Your assignment:
Print the entries exactly; no image belongs in the copy.

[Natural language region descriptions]
◇ ◇ ◇

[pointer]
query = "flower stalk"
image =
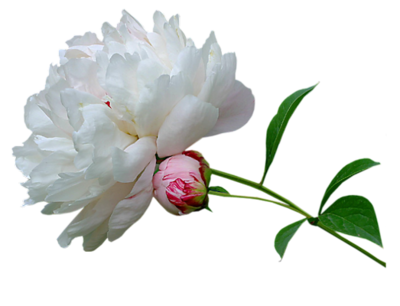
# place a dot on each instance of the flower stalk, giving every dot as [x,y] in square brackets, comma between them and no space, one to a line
[285,203]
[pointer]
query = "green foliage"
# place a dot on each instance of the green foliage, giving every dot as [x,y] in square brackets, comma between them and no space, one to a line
[345,173]
[285,235]
[279,121]
[353,215]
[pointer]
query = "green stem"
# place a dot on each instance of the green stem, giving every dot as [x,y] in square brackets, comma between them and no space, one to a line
[285,203]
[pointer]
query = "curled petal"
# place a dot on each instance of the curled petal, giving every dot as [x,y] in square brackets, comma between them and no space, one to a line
[91,217]
[189,121]
[128,164]
[132,209]
[236,111]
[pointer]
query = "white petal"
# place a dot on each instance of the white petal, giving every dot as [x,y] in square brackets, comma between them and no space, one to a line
[47,172]
[27,155]
[69,187]
[156,102]
[73,100]
[189,121]
[190,64]
[47,210]
[132,209]
[36,121]
[128,164]
[148,71]
[81,74]
[54,144]
[211,51]
[93,215]
[93,241]
[121,83]
[87,38]
[133,24]
[236,111]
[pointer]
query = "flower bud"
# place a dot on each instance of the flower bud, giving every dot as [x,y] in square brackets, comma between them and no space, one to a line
[181,184]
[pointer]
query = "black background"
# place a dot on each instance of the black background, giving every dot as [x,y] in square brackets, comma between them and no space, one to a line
[279,49]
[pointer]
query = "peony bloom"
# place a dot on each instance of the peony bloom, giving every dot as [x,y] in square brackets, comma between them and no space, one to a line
[181,184]
[108,106]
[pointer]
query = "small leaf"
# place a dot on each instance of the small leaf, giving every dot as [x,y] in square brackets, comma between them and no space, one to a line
[219,188]
[345,173]
[279,121]
[353,215]
[285,234]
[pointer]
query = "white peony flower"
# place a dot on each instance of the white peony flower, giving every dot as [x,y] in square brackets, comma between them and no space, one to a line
[108,106]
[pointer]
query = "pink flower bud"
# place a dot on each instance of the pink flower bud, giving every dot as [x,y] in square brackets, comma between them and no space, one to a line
[181,184]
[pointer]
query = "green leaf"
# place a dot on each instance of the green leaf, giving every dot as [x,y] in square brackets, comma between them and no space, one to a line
[353,215]
[279,121]
[219,188]
[345,173]
[285,234]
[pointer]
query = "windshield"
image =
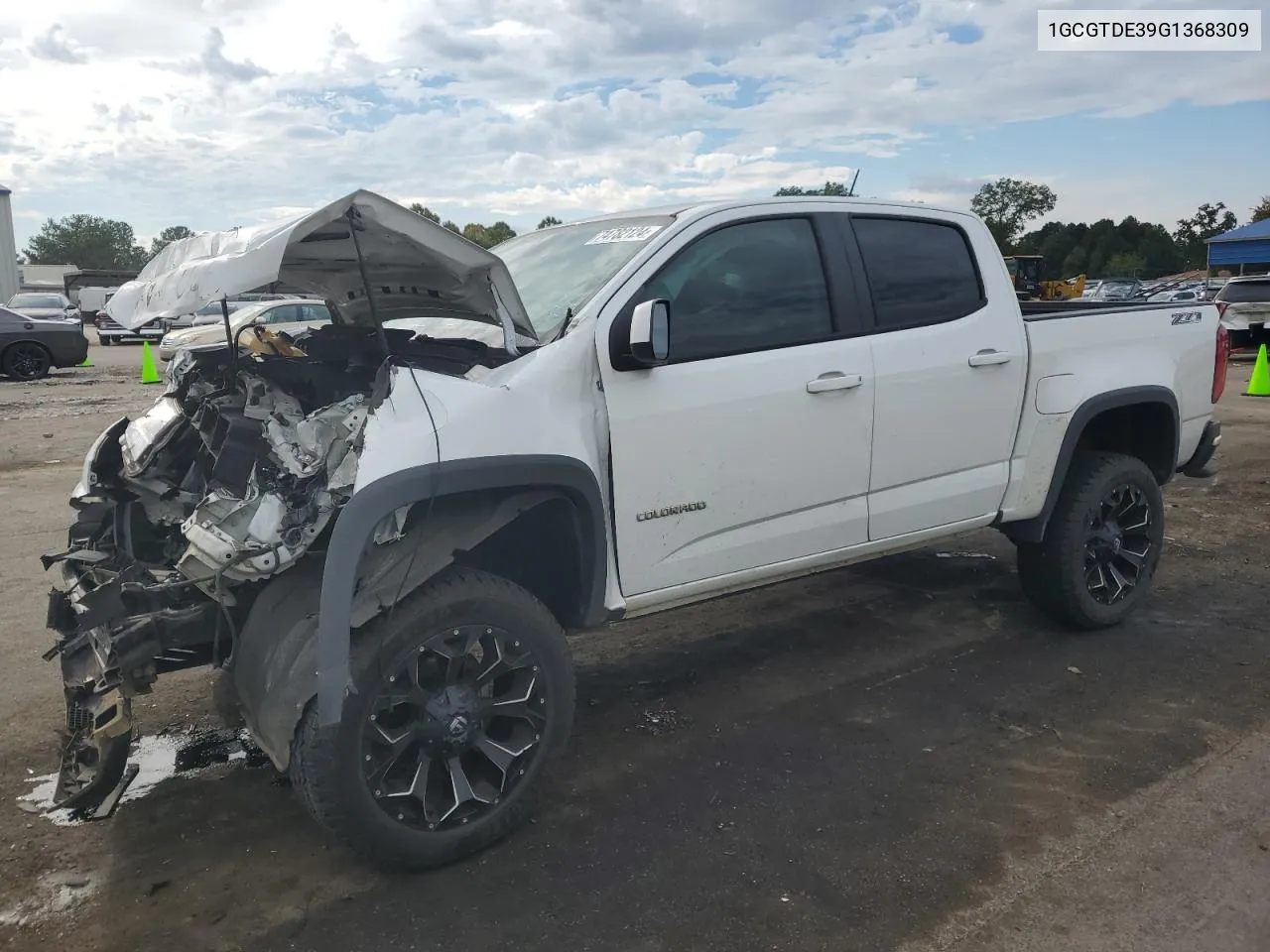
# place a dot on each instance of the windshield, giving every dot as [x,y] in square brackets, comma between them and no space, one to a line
[213,309]
[51,301]
[559,270]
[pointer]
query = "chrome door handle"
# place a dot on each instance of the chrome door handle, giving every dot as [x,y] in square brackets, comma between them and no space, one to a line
[987,358]
[834,380]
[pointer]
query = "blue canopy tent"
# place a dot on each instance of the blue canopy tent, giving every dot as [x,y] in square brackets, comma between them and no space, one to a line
[1241,246]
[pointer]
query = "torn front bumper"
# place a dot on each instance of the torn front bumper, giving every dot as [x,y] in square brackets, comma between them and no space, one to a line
[108,655]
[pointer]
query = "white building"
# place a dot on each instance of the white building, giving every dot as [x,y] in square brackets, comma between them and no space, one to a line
[8,250]
[44,277]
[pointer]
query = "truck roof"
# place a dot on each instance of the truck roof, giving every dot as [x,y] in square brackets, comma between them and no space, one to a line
[698,208]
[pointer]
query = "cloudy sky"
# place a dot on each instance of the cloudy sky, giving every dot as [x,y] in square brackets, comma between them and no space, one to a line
[213,113]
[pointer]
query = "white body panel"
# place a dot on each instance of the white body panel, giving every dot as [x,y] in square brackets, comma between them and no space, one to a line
[1079,357]
[945,426]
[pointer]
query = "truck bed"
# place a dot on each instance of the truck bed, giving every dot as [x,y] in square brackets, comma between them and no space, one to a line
[1052,309]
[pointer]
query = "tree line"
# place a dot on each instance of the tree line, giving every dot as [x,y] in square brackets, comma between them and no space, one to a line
[1103,249]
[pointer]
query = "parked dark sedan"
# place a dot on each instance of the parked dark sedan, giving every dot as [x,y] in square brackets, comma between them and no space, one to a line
[31,347]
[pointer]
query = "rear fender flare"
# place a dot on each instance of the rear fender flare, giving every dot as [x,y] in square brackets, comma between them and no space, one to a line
[1034,530]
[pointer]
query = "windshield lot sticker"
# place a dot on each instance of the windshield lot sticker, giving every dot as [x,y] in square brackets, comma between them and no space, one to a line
[631,232]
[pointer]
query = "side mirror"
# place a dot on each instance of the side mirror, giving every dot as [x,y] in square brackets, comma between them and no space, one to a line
[651,333]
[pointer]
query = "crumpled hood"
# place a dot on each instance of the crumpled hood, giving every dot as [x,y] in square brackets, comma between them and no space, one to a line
[407,258]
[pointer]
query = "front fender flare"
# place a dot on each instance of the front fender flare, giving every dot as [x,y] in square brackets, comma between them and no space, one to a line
[418,484]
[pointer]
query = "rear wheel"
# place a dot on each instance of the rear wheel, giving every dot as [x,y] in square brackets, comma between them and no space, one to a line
[26,361]
[465,693]
[1101,544]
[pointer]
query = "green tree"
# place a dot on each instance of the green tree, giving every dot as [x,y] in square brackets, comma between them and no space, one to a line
[1125,264]
[488,235]
[87,241]
[1007,204]
[1076,248]
[1193,234]
[426,212]
[832,189]
[173,232]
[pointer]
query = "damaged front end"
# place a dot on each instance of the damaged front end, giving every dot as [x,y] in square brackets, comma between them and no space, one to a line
[183,513]
[240,468]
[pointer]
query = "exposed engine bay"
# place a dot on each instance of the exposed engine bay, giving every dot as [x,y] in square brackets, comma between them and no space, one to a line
[232,476]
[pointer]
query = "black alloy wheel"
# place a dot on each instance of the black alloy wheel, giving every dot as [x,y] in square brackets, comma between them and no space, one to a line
[1119,543]
[462,694]
[27,361]
[1101,546]
[453,728]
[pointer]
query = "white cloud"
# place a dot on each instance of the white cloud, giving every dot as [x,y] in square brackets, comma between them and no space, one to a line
[213,112]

◇ ◇ ◇

Result of this exercise:
[pointer]
query = "flower stalk"
image =
# place a dot on each instance of the flower stalk, giving every dot as [x,y] in square brackets, comma between them and no space, one to a line
[285,203]
[pointer]
query = "green foliage"
# place a dot on each instance of the green foliage, giving every dot as [x,y] in square brackets, comma between them and no space, one to a line
[345,173]
[285,235]
[279,121]
[353,215]
[pointer]
query = "green stem"
# place a dot on each instance of the green stem, giving every dot as [x,y] in square brackets, comma between them and no space, one to a line
[285,203]
[pointer]
query = "curled petal"
# place a dot on each instance of the curled petal, giving every dot as [x,y] in square brackets, comma between them and no space, one to a line
[91,217]
[189,121]
[128,164]
[132,209]
[236,111]
[pointer]
query = "white petal"
# place a dot on each instance of the white petal, giving every dot as [x,y] in square brackets, comma between them and no space, one to a line
[47,172]
[27,155]
[69,187]
[156,102]
[73,100]
[189,121]
[190,64]
[47,210]
[132,209]
[36,121]
[128,164]
[148,71]
[81,74]
[54,144]
[211,51]
[93,215]
[93,241]
[121,83]
[87,38]
[133,24]
[236,111]
[pointer]
query = "flower bud"
# place a dot on each instance of the flower bud, giving every dot as [x,y] in square brackets, comma between them and no space, one to a line
[181,184]
[pointer]
query = "black background"
# place a dot on each instance of the black background, giving every dot as [x,y] in square brackets, comma between them and no space, one to a line
[279,49]
[pointer]
query = "peony bloom"
# place a dot on each instance of the peony bloom, giving every dot as [x,y] in square brackets, comma between them and no space, one to a line
[181,184]
[108,106]
[pointer]
query = "small leaf"
# place a dot on each instance of the small leaf, giving every dot as [x,y] in square brackets, comma between them and no space, one to a line
[219,188]
[345,173]
[279,121]
[353,215]
[285,234]
[pointer]
query = "white peony flower"
# place a dot on each instance of the white peony flower, giving every dot as [x,y] in square brackets, comma between them and no space, one to a line
[108,106]
[pointer]
query = "pink flower bud"
# place a dot on each instance of the pink flower bud, giving every dot as [x,y] in square brackets, comma between them and no space, one to a line
[181,184]
[pointer]
query = "green leaf"
# place a dot on each instance of the green leaf, giving every dot as [x,y] in square brackets, comma between them and no space, one to a line
[353,215]
[279,121]
[219,188]
[345,173]
[285,234]
[pointer]
query = "windshield"
image =
# place a dot on each instance of the windshield, giving every dot as [x,y] in square brackets, comma between them and no space, one to a line
[213,309]
[51,301]
[559,270]
[pointer]
query = "chrome door handle"
# place a dot on each instance of the chrome door handle, giving every dot as [x,y] in square brackets, comma between them and no space, one to a line
[987,358]
[834,380]
[pointer]
query = "blue canopy tent"
# place a dot on each instance of the blue canopy tent, giving every dot as [x,y] in square brackets, comma between them and no space, one to a line
[1241,246]
[pointer]
query = "torn front bumper"
# place a dot on each instance of the torn front bumper, giving every dot as [x,y] in square brackets, comma between them and no space, one to a line
[108,655]
[pointer]
query = "white building"
# place a dot on each instance of the white building, giving every dot as [x,y] in square brackets, comma between them and no space, one to a line
[8,250]
[44,277]
[pointer]
query = "truck roof"
# place a dot on each instance of the truck roof, giving every dot as [x,y] in square brackets, comma between them and no space, one to a line
[698,208]
[pointer]
query = "cloudy sky"
# place a dot on each instance of the cloudy sky, giving every dot as [x,y] in square brackets, comma between them and no space, one to a line
[213,113]
[pointer]
query = "white body panel"
# place a dot on each instance of the white body panel, giving every dot as [x,y] in square brackets, comma between them and no space, one to a line
[1079,357]
[945,426]
[pointer]
query = "truck bed"
# place a dot on each instance of the truck bed, giving every dot as [x,y] in square brackets, comma between them and no space, one to a line
[1052,309]
[pointer]
query = "tree line"
# place a dot on each instance of the tree line, giving every dot as [x,y] in square brackets, comma between them and no space, one to a line
[1103,249]
[pointer]
query = "parked dark sedan"
# place a dot on each instance of the parked dark sedan, giving every dot as [x,y] in square brackets, comma between them and no space, one to a line
[31,347]
[pointer]
query = "rear fender flare"
# place a dot on each instance of the rear fender flare, giving every dot as [x,y] in square brackets, comma between them and no space, one to a line
[1034,530]
[pointer]
query = "windshield lot sticker"
# place a dot on each instance of the windshield lot sticker, giving every dot as [x,y] in square brackets, comma between them and no space, one to a line
[631,232]
[pointer]
query = "side mirror"
# place a dot on each instance of the side mirror, giving every dot as [x,y] in square brackets, comma between them and no space, one to a line
[651,333]
[pointer]
query = "crumpled hood"
# place a dot on each instance of the crumpled hood, giving every dot as [x,y] in square brackets, comma between them and no space, one to a line
[407,258]
[pointer]
query = "front fender flare"
# place a dot on each instance of the front fender flare, giving every dot as [x,y] in square brackets, comma between them and no space, one to a line
[418,484]
[pointer]
query = "rear wheel"
# place a dot on each instance of the rear wheel, giving every dot as [x,y] in square brackets, comma between them and no space, one to a line
[26,361]
[465,693]
[1101,544]
[pointer]
query = "green tree"
# place a dot on each instance of the green tree, giving every dot as [x,y] in square brackets, comma between them and no space, one to a line
[1125,264]
[488,235]
[87,241]
[1007,204]
[1076,248]
[1193,234]
[426,212]
[832,189]
[173,232]
[pointer]
query = "damaged front end"
# place a dot on each instance of the damaged front end, giving every dot as [x,y] in square brackets, comma between them and no space, one to a line
[183,513]
[240,468]
[pointer]
query = "exposed engine bay"
# place a dot on each instance of the exposed engine bay, giving every dot as [x,y] in square brackets, comma between them and no space, one to a line
[232,476]
[pointer]
query = "black alloy wheel"
# place a dot on each instance of the black alloy wheel, giving every dot as [x,y] in square brackets, comma between them and no space, one to a line
[1119,543]
[462,694]
[27,361]
[1101,546]
[453,728]
[pointer]
query = "white cloud"
# place a dot on each instance of the white cloud, giving every dot as [x,y] in square brackets, comma between them and no space, one to a line
[213,112]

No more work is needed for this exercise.